Boundary annotation records
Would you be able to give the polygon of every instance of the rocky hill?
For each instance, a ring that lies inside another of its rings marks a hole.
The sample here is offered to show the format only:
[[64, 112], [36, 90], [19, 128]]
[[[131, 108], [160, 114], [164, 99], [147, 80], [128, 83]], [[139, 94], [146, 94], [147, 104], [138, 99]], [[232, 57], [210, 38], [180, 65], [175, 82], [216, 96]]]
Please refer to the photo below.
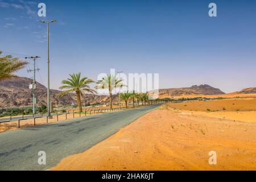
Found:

#### [Exercise]
Output an exact copy of the material, with the pictures removed.

#### [Result for this task]
Would you be able to give the polygon of every instance of the rocky hill?
For each instance, a ring that lies inside another of its rings marks a hole.
The sample here is offered to show the format only:
[[64, 112], [36, 90], [19, 128]]
[[[131, 108], [160, 114], [164, 99], [147, 80], [128, 83]], [[139, 94], [146, 94], [147, 104], [138, 99]], [[232, 57], [210, 38], [180, 65], [175, 82], [216, 96]]]
Please refer to the photo below.
Found:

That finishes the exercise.